## Material to process:

******************************

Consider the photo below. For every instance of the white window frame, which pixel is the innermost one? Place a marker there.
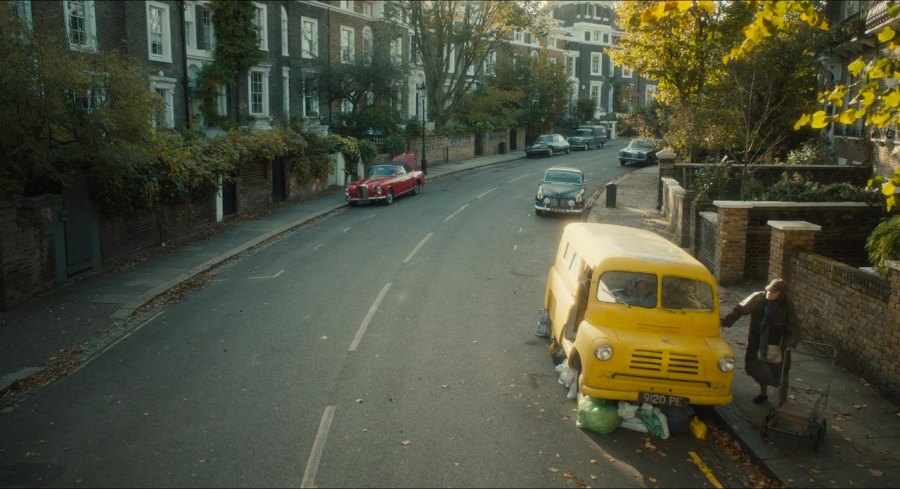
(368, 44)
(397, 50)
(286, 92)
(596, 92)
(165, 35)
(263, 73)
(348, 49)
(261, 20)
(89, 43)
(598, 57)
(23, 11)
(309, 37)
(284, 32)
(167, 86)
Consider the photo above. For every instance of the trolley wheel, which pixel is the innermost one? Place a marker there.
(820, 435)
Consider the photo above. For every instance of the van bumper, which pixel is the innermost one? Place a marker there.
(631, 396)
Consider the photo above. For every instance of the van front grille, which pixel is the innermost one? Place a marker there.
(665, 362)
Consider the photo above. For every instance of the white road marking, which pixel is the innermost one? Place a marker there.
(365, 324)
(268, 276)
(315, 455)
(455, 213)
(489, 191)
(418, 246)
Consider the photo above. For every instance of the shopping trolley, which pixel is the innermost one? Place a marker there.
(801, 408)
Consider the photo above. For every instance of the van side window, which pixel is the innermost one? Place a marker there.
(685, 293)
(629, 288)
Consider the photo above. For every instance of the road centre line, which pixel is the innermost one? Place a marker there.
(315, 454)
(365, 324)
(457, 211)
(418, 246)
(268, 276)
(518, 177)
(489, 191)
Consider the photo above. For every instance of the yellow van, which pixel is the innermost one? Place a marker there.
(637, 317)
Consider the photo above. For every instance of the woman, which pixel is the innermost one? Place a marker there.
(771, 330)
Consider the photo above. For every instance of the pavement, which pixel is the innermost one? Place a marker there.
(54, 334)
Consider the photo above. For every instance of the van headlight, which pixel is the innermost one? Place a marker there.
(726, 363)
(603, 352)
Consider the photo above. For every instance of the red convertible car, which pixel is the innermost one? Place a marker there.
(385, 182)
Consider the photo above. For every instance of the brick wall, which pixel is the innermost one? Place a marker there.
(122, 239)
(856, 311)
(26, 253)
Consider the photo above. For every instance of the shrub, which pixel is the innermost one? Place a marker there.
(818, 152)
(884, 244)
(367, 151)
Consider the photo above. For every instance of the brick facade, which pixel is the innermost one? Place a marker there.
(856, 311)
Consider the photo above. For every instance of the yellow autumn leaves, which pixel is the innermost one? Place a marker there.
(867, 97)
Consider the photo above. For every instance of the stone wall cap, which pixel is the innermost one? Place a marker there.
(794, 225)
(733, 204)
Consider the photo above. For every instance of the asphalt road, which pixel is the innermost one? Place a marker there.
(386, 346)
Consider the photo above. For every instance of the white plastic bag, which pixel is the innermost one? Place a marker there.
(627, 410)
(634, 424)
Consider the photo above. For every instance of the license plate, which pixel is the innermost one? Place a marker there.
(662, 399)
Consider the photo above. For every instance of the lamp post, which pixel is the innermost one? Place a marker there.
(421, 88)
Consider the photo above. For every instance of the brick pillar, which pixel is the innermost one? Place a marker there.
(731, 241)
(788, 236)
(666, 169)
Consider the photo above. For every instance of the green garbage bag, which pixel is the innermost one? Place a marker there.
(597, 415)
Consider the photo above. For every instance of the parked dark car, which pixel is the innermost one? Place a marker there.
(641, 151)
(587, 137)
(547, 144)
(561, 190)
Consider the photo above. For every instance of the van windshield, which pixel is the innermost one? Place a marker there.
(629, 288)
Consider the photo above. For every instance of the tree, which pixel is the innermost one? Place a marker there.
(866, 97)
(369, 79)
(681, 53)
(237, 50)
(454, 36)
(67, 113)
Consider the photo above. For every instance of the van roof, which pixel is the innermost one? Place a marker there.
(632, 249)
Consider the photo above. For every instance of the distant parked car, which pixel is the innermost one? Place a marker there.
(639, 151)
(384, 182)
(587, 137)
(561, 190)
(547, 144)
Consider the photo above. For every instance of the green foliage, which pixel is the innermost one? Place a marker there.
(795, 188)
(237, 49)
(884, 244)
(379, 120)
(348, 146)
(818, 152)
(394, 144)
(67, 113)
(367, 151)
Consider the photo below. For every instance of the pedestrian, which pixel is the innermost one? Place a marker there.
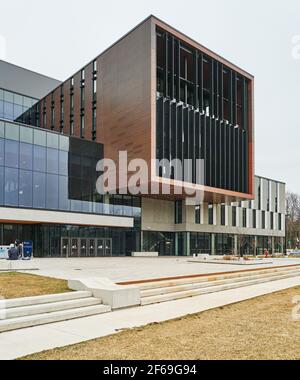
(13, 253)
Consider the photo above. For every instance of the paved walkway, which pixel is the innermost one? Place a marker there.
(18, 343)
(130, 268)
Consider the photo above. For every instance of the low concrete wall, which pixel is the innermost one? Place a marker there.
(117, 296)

******************************

## What to do:
Without the pictures, return the entries exactly as they appear.

## Task solution:
Consider the photo below. For every instance of the white window frame, which pixel is the innermost one? Place a marker there.
(368, 44)
(397, 50)
(286, 92)
(596, 92)
(165, 35)
(263, 73)
(348, 49)
(261, 20)
(89, 43)
(598, 57)
(23, 11)
(309, 37)
(284, 32)
(167, 86)
Consider the photo above. For every instance of the trolley wheel, which pixel is the innermost one? Place a marker there.
(820, 435)
Consider the photo above. For every instance of the van bumper, which pixel is the innermost one? Place a marker there.
(631, 396)
Consider the photo above. For every instance of the van front grille, which pixel is the innermost one? Place a marker there.
(665, 362)
Consider the photo above. For every instance of the white road marking, which pixel is the innermost one? Place a marker there.
(365, 324)
(268, 276)
(315, 455)
(455, 213)
(489, 191)
(418, 246)
Consider the photo above. For every instance of the shopping trolley, which pixel is the innermost one? Place a marker there.
(801, 408)
Consider the photo above. For every instance of the van side window, which pixel is the innermost one? Place a marker there.
(685, 293)
(629, 288)
Consider the photo above. For every instance of the road centre line, which pixel is the innermost one? Place a marker there.
(315, 454)
(365, 324)
(457, 211)
(418, 246)
(268, 276)
(518, 177)
(489, 191)
Consider the photo above. For every instance of the yellow van, which pixel is the innermost one? Place a marker there.
(637, 317)
Consider the photo above. For every instance of the woman, which pixel is the innermost one? Place a marker there.
(771, 330)
Consider the photo above. For every instance of the pavement, which pixel is the innermost one? Place a marker there.
(54, 334)
Consider the photo above. For every instance of the van headlight, which pixel is the innermost one? Place a marker there.
(726, 363)
(603, 352)
Consider the photo above. For every instance of the red convertible car, which pixel is the innermost one? Place a marker there.
(385, 182)
Consider the photo above. For every instance of the brick wall, which pixel is the innermost one? Place a marker there.
(122, 239)
(856, 311)
(26, 253)
Consider the photo above. For every instance of the shrub, which pixel is the innermost one? Place a marker there.
(818, 152)
(884, 244)
(367, 151)
Consider the photo above. For every instance of the brick facade, which pixel is the innermost one? Place a marker there.
(856, 311)
Consider the photo above. For every instance of the yellow autumn leaves, which pixel is the innermost one? Place a marker there.
(867, 97)
Consider the photo above. For every instance of the stone wall cap, which pixel is the innermost one? Place a marker there.
(794, 225)
(733, 204)
Consider the photo above. For every instance of the asphalt road, which pixel is the innermost one? Place a marker there.
(386, 346)
Consider the photo above. For every instance of the white plastic bag, which pixel is the innermost one? Place a marker there.
(627, 410)
(634, 424)
Consider the photo above. For every instance of the license plate, which pixel is the innermost one? Place a marker there.
(662, 399)
Consider the photo above. For every instance of the lamp post, which pixel is the innermost one? Place a marker there.
(421, 88)
Consider the photo above. For every instance of the brick pillar, which pixel is the innermost one? Place a marker there.
(731, 241)
(788, 236)
(666, 169)
Consider the photo above. For every instance of the green garbage bag, which pixel is the innermost one? Place a marker there.
(597, 415)
Consider the photo above. For every instance of the parked dark car, which pixel is the innermost one? Place a marker there.
(641, 151)
(587, 137)
(547, 144)
(561, 190)
Consider the photo above. For every instance of the van windshield, which pixel is the innermost one? Place a marker there.
(629, 288)
Consider the photo above. For every instance of the tree, which pixel is the innermost one? Place a marker there.
(866, 97)
(369, 79)
(681, 53)
(237, 50)
(454, 36)
(67, 113)
Consider the photo above. For every instance of the van roof, which pixel is the innermost one? Place a marker there.
(632, 249)
Consider the photo above. For every instance of the distant parked car, which pixel is the innermost one? Place a marker there.
(639, 151)
(384, 182)
(587, 137)
(561, 190)
(547, 144)
Consider the photo above. For every instance of the green foliage, which pixel is the innermost one? Place a marker there.
(795, 188)
(237, 49)
(884, 244)
(379, 120)
(348, 146)
(818, 152)
(394, 144)
(67, 113)
(367, 151)
Consider the photo below. For every instance of the pedestrian, which pixel is the innermost one? Place a marker there.
(13, 253)
Consider the photo above. For every instance of the paved walkway, which pixel is the innermost one? Place a marker there.
(18, 343)
(130, 268)
Consider the photo above. For every instance of the low concrete wall, which pixel is the innermost one? Place a marker there.
(117, 296)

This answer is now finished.